* _Work required_:
Can you render the part of the listing below as a JSON array of strings, one per line with blank lines dropped? Cover only the stretch that opens with the line containing "# test: put a marker on the dirt" and runs through the end of the listing, both ends included.

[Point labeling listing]
>> begin

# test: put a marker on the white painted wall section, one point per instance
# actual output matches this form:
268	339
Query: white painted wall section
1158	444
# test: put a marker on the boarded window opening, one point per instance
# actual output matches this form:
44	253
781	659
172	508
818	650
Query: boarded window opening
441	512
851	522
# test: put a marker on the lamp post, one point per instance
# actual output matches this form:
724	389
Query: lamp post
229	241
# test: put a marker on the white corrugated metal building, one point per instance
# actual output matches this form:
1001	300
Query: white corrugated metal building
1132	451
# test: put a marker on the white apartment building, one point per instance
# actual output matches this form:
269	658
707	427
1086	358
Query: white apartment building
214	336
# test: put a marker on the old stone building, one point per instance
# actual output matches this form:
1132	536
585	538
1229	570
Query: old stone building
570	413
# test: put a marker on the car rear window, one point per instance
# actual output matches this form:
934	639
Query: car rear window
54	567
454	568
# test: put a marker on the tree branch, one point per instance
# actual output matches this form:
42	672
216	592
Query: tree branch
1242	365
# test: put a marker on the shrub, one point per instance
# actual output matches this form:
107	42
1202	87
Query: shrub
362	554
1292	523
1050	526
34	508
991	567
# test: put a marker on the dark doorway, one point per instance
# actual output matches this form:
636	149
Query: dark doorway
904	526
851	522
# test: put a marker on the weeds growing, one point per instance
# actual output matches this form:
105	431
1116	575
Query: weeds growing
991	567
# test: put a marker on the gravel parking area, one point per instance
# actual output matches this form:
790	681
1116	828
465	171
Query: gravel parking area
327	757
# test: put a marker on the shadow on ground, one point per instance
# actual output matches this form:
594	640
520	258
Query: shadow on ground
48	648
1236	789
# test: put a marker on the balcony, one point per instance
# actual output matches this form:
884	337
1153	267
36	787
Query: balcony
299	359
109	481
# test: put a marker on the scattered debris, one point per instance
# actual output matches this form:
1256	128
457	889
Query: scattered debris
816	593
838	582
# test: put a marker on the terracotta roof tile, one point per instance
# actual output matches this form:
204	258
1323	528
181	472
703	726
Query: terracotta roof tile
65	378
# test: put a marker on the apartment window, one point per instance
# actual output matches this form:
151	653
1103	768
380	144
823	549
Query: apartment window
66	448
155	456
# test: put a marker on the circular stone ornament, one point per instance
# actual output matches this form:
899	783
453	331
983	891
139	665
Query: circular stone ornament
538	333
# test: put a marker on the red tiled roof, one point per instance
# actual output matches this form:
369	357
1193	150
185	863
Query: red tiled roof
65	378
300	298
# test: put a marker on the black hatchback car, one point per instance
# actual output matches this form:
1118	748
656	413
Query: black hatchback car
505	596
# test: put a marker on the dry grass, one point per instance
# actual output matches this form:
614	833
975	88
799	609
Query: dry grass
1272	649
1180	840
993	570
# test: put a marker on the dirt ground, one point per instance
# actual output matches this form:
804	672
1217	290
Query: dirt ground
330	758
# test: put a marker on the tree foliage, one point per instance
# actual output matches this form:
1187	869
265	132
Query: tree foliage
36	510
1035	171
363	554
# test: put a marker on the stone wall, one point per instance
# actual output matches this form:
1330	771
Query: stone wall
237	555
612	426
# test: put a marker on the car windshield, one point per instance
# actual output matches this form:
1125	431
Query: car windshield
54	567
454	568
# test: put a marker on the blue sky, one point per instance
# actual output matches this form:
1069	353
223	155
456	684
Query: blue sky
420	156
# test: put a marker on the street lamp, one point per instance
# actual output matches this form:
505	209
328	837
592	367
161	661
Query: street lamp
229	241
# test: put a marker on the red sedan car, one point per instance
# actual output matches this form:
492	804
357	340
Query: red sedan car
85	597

>> end

* _Exercise solution_:
[
  "# test: put a marker on the dirt ground, one point per instance",
  "# actual output matches this form:",
  "804\t672",
  "1217\t290",
  "Query: dirt ground",
  "330\t758",
  "# test: put a marker on the tree foliage, one point per instance",
  "# actual output matches this form:",
  "1187\t869",
  "265\t132",
  "Query: tree foliage",
  "36\t510",
  "1035\t171",
  "363\t554",
  "# test: put a marker on the stone wall, one point per instance",
  "# actual output matches this form:",
  "1330\t771",
  "Query: stone wall",
  "237\t555",
  "612\t426",
  "# test: put a marker on the car windshield, one point per instance",
  "# actual output matches this form:",
  "1125\t431",
  "Query: car windshield",
  "54\t567",
  "454\t568",
  "# test: put a marker on the blue sky, one point per instance",
  "# actual output matches this form:",
  "1069\t353",
  "223\t155",
  "456\t684",
  "Query: blue sky",
  "420\t156",
  "# test: put a marker on the street lamp, one point per instance",
  "# actual output matches this form:",
  "505\t209",
  "328\t837",
  "592\t367",
  "161\t661",
  "Query: street lamp",
  "229\t241",
  "# test: put a marker on the red sedan car, one point per instance",
  "# actual output matches this form:",
  "492\t804",
  "357\t340",
  "Query: red sedan car",
  "85\t597"
]